→ Herausforderung: Gib sämtliche Zeilen aller Einträge unten als nummerierte Liste aus und lass dabei Leerzeilen weg.

→ Aufgabeneingabe:
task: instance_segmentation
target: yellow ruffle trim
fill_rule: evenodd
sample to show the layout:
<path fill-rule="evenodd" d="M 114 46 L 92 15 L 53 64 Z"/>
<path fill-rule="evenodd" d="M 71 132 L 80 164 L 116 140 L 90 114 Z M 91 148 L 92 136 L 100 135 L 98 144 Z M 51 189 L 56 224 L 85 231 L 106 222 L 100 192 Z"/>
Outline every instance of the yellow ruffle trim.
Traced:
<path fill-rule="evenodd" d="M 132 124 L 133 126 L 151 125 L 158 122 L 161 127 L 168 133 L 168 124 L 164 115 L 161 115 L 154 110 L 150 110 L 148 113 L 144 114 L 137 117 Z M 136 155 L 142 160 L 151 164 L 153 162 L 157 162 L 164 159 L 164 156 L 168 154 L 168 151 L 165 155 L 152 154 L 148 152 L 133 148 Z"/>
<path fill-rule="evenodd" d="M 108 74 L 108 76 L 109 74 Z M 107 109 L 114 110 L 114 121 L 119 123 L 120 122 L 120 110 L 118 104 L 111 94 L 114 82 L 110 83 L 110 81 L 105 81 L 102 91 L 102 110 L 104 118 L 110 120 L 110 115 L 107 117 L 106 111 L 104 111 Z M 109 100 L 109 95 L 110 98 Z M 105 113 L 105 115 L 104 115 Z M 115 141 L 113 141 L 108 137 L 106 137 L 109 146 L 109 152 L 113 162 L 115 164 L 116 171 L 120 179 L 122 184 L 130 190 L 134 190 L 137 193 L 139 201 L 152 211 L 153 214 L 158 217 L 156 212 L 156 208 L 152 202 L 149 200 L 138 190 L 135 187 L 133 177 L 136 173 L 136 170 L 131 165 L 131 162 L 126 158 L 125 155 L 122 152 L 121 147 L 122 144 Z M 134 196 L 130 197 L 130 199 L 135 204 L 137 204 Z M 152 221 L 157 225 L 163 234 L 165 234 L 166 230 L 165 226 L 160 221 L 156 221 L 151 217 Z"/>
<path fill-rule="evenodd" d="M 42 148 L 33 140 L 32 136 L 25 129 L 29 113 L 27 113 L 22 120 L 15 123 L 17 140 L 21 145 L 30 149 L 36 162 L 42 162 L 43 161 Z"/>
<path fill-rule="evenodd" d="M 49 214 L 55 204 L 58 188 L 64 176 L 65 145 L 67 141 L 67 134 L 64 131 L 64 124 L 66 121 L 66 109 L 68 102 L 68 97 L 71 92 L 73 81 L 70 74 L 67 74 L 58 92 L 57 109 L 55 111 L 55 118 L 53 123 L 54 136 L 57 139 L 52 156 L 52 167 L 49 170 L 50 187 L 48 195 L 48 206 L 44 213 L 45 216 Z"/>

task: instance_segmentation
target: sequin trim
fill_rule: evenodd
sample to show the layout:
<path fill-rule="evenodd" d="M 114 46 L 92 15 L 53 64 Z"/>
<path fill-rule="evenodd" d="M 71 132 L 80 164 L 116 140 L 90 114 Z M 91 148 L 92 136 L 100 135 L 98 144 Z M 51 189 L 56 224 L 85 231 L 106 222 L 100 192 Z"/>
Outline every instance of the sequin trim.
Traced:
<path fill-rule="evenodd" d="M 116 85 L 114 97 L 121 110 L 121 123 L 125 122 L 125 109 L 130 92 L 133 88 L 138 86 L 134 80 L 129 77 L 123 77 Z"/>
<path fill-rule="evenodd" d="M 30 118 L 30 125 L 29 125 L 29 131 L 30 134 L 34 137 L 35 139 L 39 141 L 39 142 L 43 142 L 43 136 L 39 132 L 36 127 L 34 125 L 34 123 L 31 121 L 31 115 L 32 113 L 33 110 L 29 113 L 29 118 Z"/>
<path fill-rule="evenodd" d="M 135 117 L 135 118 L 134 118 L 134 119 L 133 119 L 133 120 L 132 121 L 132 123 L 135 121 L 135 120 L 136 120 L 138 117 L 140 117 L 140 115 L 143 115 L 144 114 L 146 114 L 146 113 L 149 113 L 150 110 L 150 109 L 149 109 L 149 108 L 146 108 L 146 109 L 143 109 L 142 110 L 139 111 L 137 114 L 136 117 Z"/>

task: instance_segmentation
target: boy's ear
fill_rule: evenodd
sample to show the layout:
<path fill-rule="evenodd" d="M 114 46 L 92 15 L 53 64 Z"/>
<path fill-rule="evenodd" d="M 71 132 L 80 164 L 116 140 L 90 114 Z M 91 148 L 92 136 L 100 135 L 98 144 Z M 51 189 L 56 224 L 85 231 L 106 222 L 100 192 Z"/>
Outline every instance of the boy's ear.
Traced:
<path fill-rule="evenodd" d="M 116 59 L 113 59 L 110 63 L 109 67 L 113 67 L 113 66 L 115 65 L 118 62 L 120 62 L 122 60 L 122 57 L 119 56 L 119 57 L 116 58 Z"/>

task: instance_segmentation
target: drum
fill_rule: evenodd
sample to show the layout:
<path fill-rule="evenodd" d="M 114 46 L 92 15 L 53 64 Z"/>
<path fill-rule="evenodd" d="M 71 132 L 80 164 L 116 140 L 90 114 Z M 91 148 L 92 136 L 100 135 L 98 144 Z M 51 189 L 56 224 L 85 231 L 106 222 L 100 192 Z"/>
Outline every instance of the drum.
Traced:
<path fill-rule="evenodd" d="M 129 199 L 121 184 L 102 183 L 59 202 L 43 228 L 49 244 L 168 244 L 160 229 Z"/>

→ Schriftliche Antwort:
1. task: instance_segmentation
2. target: yellow ruffle trim
3. fill_rule: evenodd
4. sample to show the layout:
5. <path fill-rule="evenodd" d="M 114 46 L 92 15 L 53 64 Z"/>
6. <path fill-rule="evenodd" d="M 71 132 L 80 164 L 116 140 L 90 114 Z M 91 148 L 92 136 L 100 135 L 98 144 Z M 51 189 L 56 224 L 85 231 L 106 222 L 100 192 Z"/>
7. Outline every instance of the yellow ruffle trim.
8. Traced:
9. <path fill-rule="evenodd" d="M 132 124 L 133 126 L 151 125 L 158 122 L 161 127 L 168 133 L 168 124 L 164 115 L 161 115 L 154 110 L 150 110 L 148 113 L 144 114 L 137 117 Z M 136 155 L 142 160 L 151 164 L 153 162 L 157 162 L 164 159 L 164 156 L 168 154 L 168 151 L 165 155 L 152 154 L 148 152 L 133 148 Z"/>
10. <path fill-rule="evenodd" d="M 108 74 L 108 76 L 109 74 Z M 107 109 L 114 110 L 114 121 L 119 123 L 120 122 L 120 110 L 118 104 L 111 94 L 114 82 L 110 83 L 110 81 L 105 81 L 102 91 L 102 110 L 104 118 L 110 120 L 110 115 L 107 117 L 106 111 L 104 111 Z M 109 100 L 109 95 L 110 98 Z M 105 113 L 105 115 L 104 115 Z M 115 141 L 113 141 L 108 137 L 106 137 L 109 146 L 109 152 L 113 162 L 115 164 L 116 171 L 120 179 L 122 184 L 130 190 L 134 190 L 137 193 L 139 201 L 152 211 L 153 214 L 158 217 L 156 212 L 156 208 L 152 202 L 149 200 L 138 190 L 135 187 L 133 177 L 136 173 L 136 170 L 131 165 L 131 162 L 126 158 L 125 155 L 122 152 L 121 147 L 122 144 Z M 134 196 L 130 197 L 130 199 L 135 204 L 137 204 Z M 152 221 L 157 225 L 163 234 L 165 234 L 166 230 L 165 226 L 160 221 L 156 221 L 151 217 Z"/>
11. <path fill-rule="evenodd" d="M 42 148 L 33 140 L 32 136 L 25 129 L 29 113 L 27 113 L 22 120 L 15 123 L 17 140 L 21 145 L 30 149 L 36 162 L 42 162 L 43 161 Z"/>
12. <path fill-rule="evenodd" d="M 49 214 L 55 204 L 58 188 L 64 176 L 65 145 L 67 141 L 67 134 L 64 131 L 64 124 L 66 121 L 66 109 L 68 102 L 68 97 L 71 92 L 73 81 L 70 74 L 67 74 L 58 92 L 57 109 L 55 111 L 55 118 L 53 123 L 54 136 L 57 139 L 52 156 L 52 167 L 49 170 L 50 187 L 48 195 L 48 206 L 44 213 L 45 216 Z"/>
13. task: instance_segmentation
14. target: sequin trim
15. fill_rule: evenodd
16. sample to show the layout:
17. <path fill-rule="evenodd" d="M 114 46 L 92 15 L 53 64 Z"/>
18. <path fill-rule="evenodd" d="M 71 132 L 80 164 L 116 140 L 90 114 Z M 91 148 L 92 136 L 100 135 L 98 144 Z M 51 189 L 56 224 L 85 231 L 106 222 L 100 192 Z"/>
19. Outline every instance of the sequin trim.
20. Traced:
21. <path fill-rule="evenodd" d="M 116 85 L 114 97 L 121 110 L 121 123 L 125 122 L 125 109 L 130 92 L 133 88 L 138 86 L 134 80 L 129 77 L 123 77 Z"/>
22. <path fill-rule="evenodd" d="M 30 118 L 30 125 L 29 125 L 29 131 L 30 134 L 34 137 L 35 139 L 39 141 L 39 142 L 43 142 L 43 136 L 39 132 L 36 127 L 34 125 L 34 123 L 31 121 L 31 115 L 32 113 L 33 110 L 29 113 L 29 118 Z"/>
23. <path fill-rule="evenodd" d="M 135 117 L 135 118 L 134 118 L 134 119 L 133 119 L 133 120 L 132 121 L 132 123 L 135 121 L 135 120 L 136 120 L 138 117 L 140 117 L 140 115 L 143 115 L 144 114 L 146 114 L 146 113 L 149 113 L 150 110 L 150 109 L 149 109 L 149 108 L 146 108 L 146 109 L 143 109 L 142 110 L 139 111 L 137 114 L 136 117 Z"/>
24. task: instance_segmentation
25. target: boy's ear
26. fill_rule: evenodd
27. sample to show the layout:
28. <path fill-rule="evenodd" d="M 114 46 L 92 15 L 53 64 Z"/>
29. <path fill-rule="evenodd" d="M 71 132 L 80 164 L 116 140 L 90 114 Z M 91 148 L 92 136 L 100 135 L 98 144 Z M 51 189 L 56 224 L 85 231 L 106 222 L 100 192 Z"/>
30. Outline every instance of the boy's ear.
31. Traced:
32. <path fill-rule="evenodd" d="M 116 59 L 113 59 L 110 63 L 109 67 L 113 67 L 113 66 L 115 65 L 118 62 L 120 62 L 122 60 L 122 57 L 119 56 L 119 57 L 116 58 Z"/>
33. task: instance_segmentation
34. target: drum
35. fill_rule: evenodd
36. sample to show the layout:
37. <path fill-rule="evenodd" d="M 114 46 L 92 15 L 53 64 Z"/>
38. <path fill-rule="evenodd" d="M 71 132 L 80 164 L 116 140 L 90 114 Z M 91 148 L 92 136 L 100 135 L 98 144 Z M 51 189 L 56 224 L 85 231 L 106 222 L 100 192 Z"/>
39. Outline every instance of the drum.
40. Traced:
41. <path fill-rule="evenodd" d="M 129 199 L 121 184 L 102 183 L 59 202 L 43 228 L 49 244 L 168 244 L 160 229 Z"/>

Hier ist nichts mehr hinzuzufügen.